_TASK DESCRIPTION_.
Return the full set of records, matching them character for character.

_Source records_.
========================================

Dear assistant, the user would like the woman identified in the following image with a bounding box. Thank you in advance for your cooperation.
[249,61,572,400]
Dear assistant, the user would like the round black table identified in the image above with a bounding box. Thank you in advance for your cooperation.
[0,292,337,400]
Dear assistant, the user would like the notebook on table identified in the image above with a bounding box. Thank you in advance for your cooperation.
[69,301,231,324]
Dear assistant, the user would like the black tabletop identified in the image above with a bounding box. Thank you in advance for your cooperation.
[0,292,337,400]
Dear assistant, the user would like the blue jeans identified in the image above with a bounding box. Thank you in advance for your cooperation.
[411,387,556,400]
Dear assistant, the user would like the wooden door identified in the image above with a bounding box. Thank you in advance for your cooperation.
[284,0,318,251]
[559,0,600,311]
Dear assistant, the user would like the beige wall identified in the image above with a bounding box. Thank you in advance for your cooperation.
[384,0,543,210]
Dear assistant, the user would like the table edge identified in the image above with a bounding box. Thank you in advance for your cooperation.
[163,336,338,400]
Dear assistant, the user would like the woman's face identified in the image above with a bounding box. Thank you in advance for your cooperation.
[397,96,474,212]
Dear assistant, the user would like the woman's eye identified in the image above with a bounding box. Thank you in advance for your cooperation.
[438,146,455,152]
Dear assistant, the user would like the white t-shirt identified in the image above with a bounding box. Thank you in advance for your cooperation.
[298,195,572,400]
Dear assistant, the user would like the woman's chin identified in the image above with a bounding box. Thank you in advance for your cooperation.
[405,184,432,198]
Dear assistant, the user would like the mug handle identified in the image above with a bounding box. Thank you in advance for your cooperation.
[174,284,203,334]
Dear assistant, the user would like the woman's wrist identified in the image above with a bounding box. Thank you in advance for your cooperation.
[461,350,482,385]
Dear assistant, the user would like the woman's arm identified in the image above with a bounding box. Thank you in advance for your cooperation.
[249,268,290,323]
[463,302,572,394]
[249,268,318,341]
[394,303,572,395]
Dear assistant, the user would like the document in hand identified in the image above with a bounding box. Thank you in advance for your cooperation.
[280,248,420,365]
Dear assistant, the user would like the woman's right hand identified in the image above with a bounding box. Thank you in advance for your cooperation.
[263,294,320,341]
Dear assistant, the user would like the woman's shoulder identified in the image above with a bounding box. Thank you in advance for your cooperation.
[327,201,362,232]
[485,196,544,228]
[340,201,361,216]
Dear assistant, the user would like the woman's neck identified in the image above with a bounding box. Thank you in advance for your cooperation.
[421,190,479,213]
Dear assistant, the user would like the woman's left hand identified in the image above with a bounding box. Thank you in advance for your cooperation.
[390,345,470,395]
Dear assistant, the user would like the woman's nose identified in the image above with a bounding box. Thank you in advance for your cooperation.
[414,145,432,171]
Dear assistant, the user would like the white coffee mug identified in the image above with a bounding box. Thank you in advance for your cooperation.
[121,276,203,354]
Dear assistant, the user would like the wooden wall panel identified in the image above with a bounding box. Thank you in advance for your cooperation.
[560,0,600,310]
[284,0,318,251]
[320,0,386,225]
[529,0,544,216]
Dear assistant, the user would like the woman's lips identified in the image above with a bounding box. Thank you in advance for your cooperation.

========================================

_OUTPUT OF THE TASK_.
Dear assistant, the user would like the woman identified in the following image with a bounding box. Thank you in advance for your cooperation.
[249,61,572,400]
Dear assistant, the user would like the round black table identified in the image above with a bounding box. Thank you in advance for your cooperation.
[0,292,337,400]
Dear assistant, the user would like the notebook on table identified in the image above with a bounding box. Thank you in advance for your cooperation.
[69,301,231,324]
Dear assistant, the user would like the black tabletop identified in the image above with a bounding box. Thank you in advance for your cooperation.
[0,292,337,400]
Dear assistant, the user would like the blue jeans identified in the image above with a bounding box. Thank you in advance for your cooperation.
[411,387,556,400]
Dear assistant, the user would like the wooden door identified in the image above with a bounding box. Thank you in advance for your cooperation.
[284,0,318,251]
[559,0,600,311]
Dear assistant, the user would like the beige wall identified in the image above with a bounding box. Thank you in advance for your cooperation.
[384,0,543,210]
Dear assistant, the user would like the table edge identified in the image above with a bounding box. Thank you in advance for your cooperation.
[163,336,338,400]
Dear assistant, the user would like the woman's face identified in the image above with a bounding box. Thank you in advance for your cooperation.
[397,96,474,212]
Dear assistant, the user would like the woman's eye identified in the image above with a bounding box. Thank you in advance for your cooperation.
[438,146,455,152]
Dear assistant, the user would like the white t-shirt identified in the image above with a bounding box. Thank you in advance for your cooperation.
[298,195,572,400]
Dear assistant, the user would like the woman's chin identified in the image above with a bounding box. Thank you in advance for your cooperation.
[405,184,432,198]
Dear assistant, the user would like the mug handle identified in the image above with a bounding box. Thank you in advance for your cooperation.
[174,284,203,334]
Dear assistant, the user would like the woman's wrist identified in the image above with a bounding box. Thank you in advance for your cooperation.
[461,350,482,385]
Dear assistant, the user would like the woman's arm identified in the image above with a bounding box. Thank you in advance for your cooperation.
[249,268,290,323]
[463,302,572,394]
[249,268,318,341]
[394,303,572,395]
Dear assistant, the user would like the document in hand identified in the image above with a bounding box. Thank you in advance for your cooperation.
[280,248,420,365]
Dear assistant, the user would like the woman's right hand identified in the image above with a bounding box. Thank you in advance for your cooperation.
[263,294,320,341]
Dear assistant, the user would like the woman's shoulder identified in the image above with a bounding box. Thank you in advance for your cooperation.
[327,201,362,232]
[485,196,544,228]
[340,201,361,216]
Dear assistant, the user would like the woman's neck identified in the image above with a bounding box. Thank you in advance for your cooperation.
[421,190,479,213]
Dear assistant, the user would like the woman's left hand identified in the image above with a bounding box. Thank you in advance for your cooperation.
[390,345,470,395]
Dear assistant, the user would like the woman's nose identified in the image above with a bounding box. Thank you in advance for your cooperation.
[414,145,432,171]
Dear assistant, the user would like the white coffee mug identified in the image above with a bounding box. Thank you in advance for your cooperation.
[121,276,203,354]
Dear assistant, the user would like the wooden wall panel identified in the image above with a bounding box. Thank you in advance for your cooperation.
[560,0,600,310]
[284,0,318,251]
[320,0,386,225]
[529,0,544,216]
Dear assistant, the user would like the woman's lips identified in the image above with a bounding box. Thank you in advance for your cooperation.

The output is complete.